Locate each line in the material that contains the string "clicks" and copy those lines out in full.

- - - -

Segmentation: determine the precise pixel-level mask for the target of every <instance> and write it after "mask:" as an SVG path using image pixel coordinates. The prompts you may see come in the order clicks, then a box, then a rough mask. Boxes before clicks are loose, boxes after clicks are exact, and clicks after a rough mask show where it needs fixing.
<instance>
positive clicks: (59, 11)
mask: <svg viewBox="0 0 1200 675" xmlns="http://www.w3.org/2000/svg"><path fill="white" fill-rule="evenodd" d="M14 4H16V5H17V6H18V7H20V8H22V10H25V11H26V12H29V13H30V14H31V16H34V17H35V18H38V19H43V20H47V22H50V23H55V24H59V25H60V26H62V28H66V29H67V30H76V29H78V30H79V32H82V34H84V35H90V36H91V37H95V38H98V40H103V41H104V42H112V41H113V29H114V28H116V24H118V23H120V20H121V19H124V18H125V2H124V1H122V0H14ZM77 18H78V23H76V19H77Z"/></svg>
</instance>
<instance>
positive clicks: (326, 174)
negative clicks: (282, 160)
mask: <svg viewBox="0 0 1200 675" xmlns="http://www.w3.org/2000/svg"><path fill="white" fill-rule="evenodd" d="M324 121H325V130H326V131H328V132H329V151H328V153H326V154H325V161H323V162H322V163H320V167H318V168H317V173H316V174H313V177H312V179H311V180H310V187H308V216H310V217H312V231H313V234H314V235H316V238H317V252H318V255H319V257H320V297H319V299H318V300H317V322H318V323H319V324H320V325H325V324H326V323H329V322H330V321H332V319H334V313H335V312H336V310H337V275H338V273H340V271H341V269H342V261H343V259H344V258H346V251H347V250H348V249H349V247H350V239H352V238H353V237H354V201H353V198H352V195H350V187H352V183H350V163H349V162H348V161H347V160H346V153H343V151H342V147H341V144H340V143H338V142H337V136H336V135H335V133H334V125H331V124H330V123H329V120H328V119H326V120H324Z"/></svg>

- - - -

**TASK OUTPUT**
Segmentation: determine the precise pixel-level mask for the target of every <instance> and write it after "mask:" as an SVG path using image pixel coordinates. The prompts you may see come in the order clicks, then a box, then a rough mask. Boxes before clicks are loose, boxes after clicks are exact, and clicks after a rough mask show where it needs fixing.
positive clicks: (59, 11)
positive clicks: (326, 174)
negative clicks: (282, 160)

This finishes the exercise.